-- begin PROVIDED TEXT --

Socializing-i dont get it..

bsammy

Well-known member
im not sure how many APDers are with me on this but i dont understand socializing in general.i do understand if you are working with people and you make the day go faster by talking about different things, i understand that.or if you run into someone at town, you say 'hi' and maybe say a few things, i get that as well but i have never really understood the act of going to someones house just to socialize.just to 'chit chat' or hang out.i always found that extremely draining and downright boring...

i would say when im out and see someone i know i avoid and it isnt out of 'fear' necessarily but that i simply dont see the reason for chatting with this person.this goes for my own family believe it or not as i have no fear in talking to my sister.lol.maybe its the years of isolation and APD thats made me this way but i dont think so as ive always been this way.i can enjoy socializing but its extremely rare.if i had to sum up socializing in my way i almost see it largely as a waste of time..im not sure if this is my introversion speaking, apd, that i find chit chat boring, me being self absorbed or what.anyone else out there know what im talking about?

another reason why im unable to make friendships and relationships last as i see little reason to 'touch base' with others.i simply live in my own head, usually have little desire to share my daily life experiences with others..which puts me at odds with most people because lets face it, they usually love to share every single detail about their lives, now dont they? lol
 

twiggle

Well-known member
People are different, in the same ways in which we enjoy watching different t.v programmes, we enjoy different ways of socialising. I'd imagine there are many who may feel similar to you, but when you say that the idea of chatting to others doesn't fill you with much excitement, are you referring to the chatter itself, or is it just that maybe you haven't yet met anybody you feel you might click with and would have more stuff to say to than the basic form of 'hey, how are you?'.

-- end PROVIDED TEXT --
-- begin MATERIAL SUPPLIED --

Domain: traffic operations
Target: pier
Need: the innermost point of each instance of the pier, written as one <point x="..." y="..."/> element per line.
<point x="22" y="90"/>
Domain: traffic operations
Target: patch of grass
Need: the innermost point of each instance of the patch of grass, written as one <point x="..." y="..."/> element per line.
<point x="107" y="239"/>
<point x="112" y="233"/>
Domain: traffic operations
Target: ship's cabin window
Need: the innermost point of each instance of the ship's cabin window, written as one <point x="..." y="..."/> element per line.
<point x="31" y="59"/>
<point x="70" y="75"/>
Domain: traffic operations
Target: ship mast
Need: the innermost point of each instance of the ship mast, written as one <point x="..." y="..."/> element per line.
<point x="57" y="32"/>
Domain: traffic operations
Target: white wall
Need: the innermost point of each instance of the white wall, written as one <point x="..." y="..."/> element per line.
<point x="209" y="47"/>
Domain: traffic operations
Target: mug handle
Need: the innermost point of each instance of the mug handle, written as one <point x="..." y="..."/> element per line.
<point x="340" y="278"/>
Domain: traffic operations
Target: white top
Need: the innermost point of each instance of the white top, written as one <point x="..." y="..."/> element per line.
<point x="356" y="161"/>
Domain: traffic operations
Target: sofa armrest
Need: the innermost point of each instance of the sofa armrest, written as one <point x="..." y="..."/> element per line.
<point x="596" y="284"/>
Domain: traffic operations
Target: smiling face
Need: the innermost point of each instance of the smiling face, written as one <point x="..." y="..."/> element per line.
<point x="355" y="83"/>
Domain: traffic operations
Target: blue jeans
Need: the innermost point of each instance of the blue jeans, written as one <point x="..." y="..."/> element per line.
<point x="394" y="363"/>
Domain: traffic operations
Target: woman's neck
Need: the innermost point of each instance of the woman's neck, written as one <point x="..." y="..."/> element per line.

-- end MATERIAL SUPPLIED --

WRITTEN TASKS:
1) In the sentence of the socializing thread that begins "im not sure if this is my introversion speaking," list each possible cause bsammy names for seeing socializing as a waste of time.
2) Carry the socializing thread forward from its last post.

ANSWERS TO THE EXERCISES:
1)
- Introversion
- APD
- Finding chit chat boring
- Being self-absorbed

2)
I kind of get you in a sense. I recently met somebody in my new hometown. I don't know anybody here so like the thought of having a friend here, but as much as I appreciate the effort he makes to get to know me I don't really feel like we click - we have nothing in common - and I feel kinda bored by the small talk occasionally. OR maybe it's just that I don't know him well enough yet. I guess there are very few people who can grab our excitement with the first couple of sentences they say.
 

Aletheia

Well-known member
I don't really feel like we click.

The times I find the toughest are when they're talking about something that I can't engage with. It's not so much that I'm not interested, it's that nothing naturally springs to mind, and I'm left with my answers feeling forced. It feels like a lot of effort for very little gain.

I can find hanging out with people enjoyable, if I know them well, if it feels safe, if we're on the same wavelength and interpreting them isn't a strain. Helps if there's a focus so it's not just talk.

But non-stop chatter is tiring, especially if it's trivia, especially if it's repetitive trivia. I love it when I find someone I can be with without saying anything.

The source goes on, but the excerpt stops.